> _TEXTO APRESENTADO_:
Artigo publicado na revista Flash Art, no. 300, Volume 48
Nos últimos 30 anos, muitos críticos habituaram-se a avaliar o trabalho de pintores a partir do grau de desprendimento do artista em relação ao meio da pintura: “Estou pintando, mas sendo irônico em direção a ele”, “Tento me manter longe do meio”, “Eu realmente não acredito nele, é só uma ferramenta como qualquer outra”, e assim por diante. Seguindo este raciocínio, presume-se que o pintor esteja flertando com fantasmas, com uma tradição da qual ele não pertence. Para abordar esta atitude de não envolvimento, muito tem-se sido dito sobre a livre manipulação de formas históricas, e sobre a história se tornar um grande supermercado de estilos disponíveis para o pintor / editor / consumidor. Mas essa noção parece admitir que houve uma vez um tempo heroico, mítico, durante o qual a arte da pintura não era descentralizada, e os pintores poderiam ingenuamente aderir a ele sem desacredita-lo. No entanto, contra-exemplos podem ser encontrados na própria tradição: Manet e sua devoção ao divórcio com o passado; Tintoretto e seus hipérboles em quadrinhos; Poussin e seu maravilhoso cut-and-paste. Podemos aprender com eles que, talvez, pintores sempre tiveram este tipo de suspeita, esta atitude de manter uma certa desconfiança em relação ao seu próprio meio, e talvez citando formas que o passado sempre envolveu com ironia e devoção. Por isso, é impreciso confundir ironia e desengajamento, deslocamento e separação, porque sugere que cada pintura produzida a partir da manipulação de um repertório antigo tende a ser cínica e relativista. Certamente, este “fim da história”, cliché em voga na crítica dos anos 1980, teve sua raison d’être. Mas, por esta razão, eu gostaria de discutir brevemente a exposição “O Sol e a Diferença”, de Ana Prata, realizada na Galeria Millan, em 2014. Para mim, o comportamento dela em relação à pintura parece sugerir uma alternativa tanto ao pintor como um editor de estilos, um manipulador estéril, quanto à sua contrapartida como uma recuperação da imagem anti-histórica e afetada do pintor-herói.

> _OBJETIVO DO EXERCÍCIO_:
Com base no artigo sobre pintura, responda de forma breve:
1. Em que número e volume da revista Flash Art o artigo foi publicado?
2. Qual pintor o artigo associa a "seu maravilhoso cut-and-paste"?
3. Em que galeria e em que ano foi realizada a exposição "O Sol e a Diferença", de Ana Prata?
A listagem provém de uma fonte distinta do artigo sobre pintura.

> _LISTAGEM FORNECIDA_:
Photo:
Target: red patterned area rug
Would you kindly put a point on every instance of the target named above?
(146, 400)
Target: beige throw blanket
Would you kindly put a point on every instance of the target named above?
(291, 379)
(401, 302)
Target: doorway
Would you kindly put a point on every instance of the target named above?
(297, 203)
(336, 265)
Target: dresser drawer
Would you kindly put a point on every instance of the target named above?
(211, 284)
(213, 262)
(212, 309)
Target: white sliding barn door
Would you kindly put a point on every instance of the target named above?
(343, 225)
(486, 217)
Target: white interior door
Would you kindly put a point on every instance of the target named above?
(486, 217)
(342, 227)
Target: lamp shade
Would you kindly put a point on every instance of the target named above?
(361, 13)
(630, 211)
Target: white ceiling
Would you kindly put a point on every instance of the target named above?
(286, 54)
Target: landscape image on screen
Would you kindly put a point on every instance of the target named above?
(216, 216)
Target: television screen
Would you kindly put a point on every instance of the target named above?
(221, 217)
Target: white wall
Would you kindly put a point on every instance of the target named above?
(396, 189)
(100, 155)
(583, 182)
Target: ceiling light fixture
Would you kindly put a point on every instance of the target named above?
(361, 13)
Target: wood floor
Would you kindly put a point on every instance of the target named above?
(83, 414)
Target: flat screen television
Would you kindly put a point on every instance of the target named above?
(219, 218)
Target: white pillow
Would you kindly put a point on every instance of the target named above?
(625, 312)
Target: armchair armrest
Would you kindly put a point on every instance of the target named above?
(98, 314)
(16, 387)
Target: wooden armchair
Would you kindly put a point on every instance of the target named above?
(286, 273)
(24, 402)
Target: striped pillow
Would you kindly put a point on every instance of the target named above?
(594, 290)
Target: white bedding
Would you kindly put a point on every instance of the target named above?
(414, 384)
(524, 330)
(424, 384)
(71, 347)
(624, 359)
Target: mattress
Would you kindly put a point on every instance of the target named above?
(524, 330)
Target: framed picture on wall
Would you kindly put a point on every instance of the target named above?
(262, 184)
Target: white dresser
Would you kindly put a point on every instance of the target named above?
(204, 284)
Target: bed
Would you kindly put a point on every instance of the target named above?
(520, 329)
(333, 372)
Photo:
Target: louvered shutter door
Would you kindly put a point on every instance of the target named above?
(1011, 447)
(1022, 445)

> _RESPOSTA_:
1. No número 300, Volume 48.
2. Poussin.
3. Na Galeria Millan, em 2014.